##### LISTED ENTRIES #####

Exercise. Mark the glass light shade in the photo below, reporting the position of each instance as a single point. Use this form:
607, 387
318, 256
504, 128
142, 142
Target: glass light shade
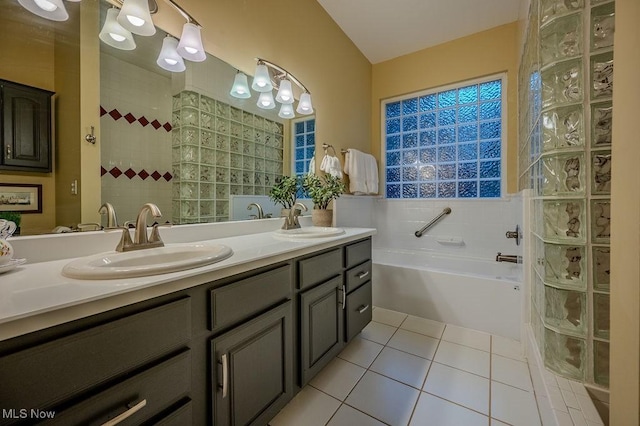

#####

▸ **PROBLEM STATEMENT**: Pictures stay out, but every record above is to be returned exactly.

▸ **TASK RESULT**:
Exercise. Mark the glass light shade in the photo below, reporting the position of each instance as a single point. Use this form:
607, 387
318, 256
504, 128
142, 142
Target: glass light shade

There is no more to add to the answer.